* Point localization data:
>>

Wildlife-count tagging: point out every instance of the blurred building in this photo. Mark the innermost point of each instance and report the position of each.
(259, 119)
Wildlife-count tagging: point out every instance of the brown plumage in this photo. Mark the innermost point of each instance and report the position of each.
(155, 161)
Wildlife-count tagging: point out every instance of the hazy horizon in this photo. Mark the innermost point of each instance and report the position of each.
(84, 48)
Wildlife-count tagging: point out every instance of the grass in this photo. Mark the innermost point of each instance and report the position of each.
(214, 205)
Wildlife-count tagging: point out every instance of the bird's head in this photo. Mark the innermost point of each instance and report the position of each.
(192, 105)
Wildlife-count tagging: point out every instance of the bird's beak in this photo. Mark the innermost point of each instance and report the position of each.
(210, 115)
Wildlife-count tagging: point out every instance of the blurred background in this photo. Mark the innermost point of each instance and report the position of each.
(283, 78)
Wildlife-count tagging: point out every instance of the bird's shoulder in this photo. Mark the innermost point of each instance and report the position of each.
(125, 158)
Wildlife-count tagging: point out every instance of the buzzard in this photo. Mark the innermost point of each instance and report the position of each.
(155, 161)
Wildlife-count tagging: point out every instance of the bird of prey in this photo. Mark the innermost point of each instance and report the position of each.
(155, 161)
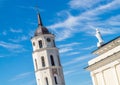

<<

* WHAT IS NEEDED:
All of the records need to be reproduced exactly, with each picture omitted.

* RESPONSE:
Wildlife-count tagging: point out every instance of the blurred building in this photo. Mark the innermost point of each instance and report the position of each.
(259, 119)
Wildlife-count tagging: point out every instance of the brown plumage in this photo. Mark the innermost point of each instance and report the position of each.
(155, 161)
Wildlife-count tagging: point out every instance of the hazy horizon in this photo. Mark the innermost point of each instance and report the position of each.
(84, 48)
Wildlife-count tagging: point out every instance of the grass in this photo. Mark the innermost point of each instance and report the position of each.
(214, 205)
Wildlife-count tagging: point out every instance of the bird's head in this photo. Mark the innermost point of each instance and report the position of each.
(192, 105)
Wildlife-count tagging: point out every instance of the bird's beak in this photo. Mark the innermost point of each instance and report the position of each.
(210, 115)
Wildlife-count tagging: point out every instance of the blurred background in this photo. Mark the innermost point of each instance and report the position of each.
(283, 78)
Wildlife-count tagging: point out every instance of the bird's shoulder in this photo. Mark the innermost point of each instance and report the position of each.
(125, 158)
Wildlife-count tagging: point out every instance of the buzzard in this photo. Mark the innermost point of each instance and report the position of each.
(155, 161)
Wildlife-count tagging: point out every instance of the bird of prey in this photo. Mark the innermost point of each instance and report the position of each.
(155, 161)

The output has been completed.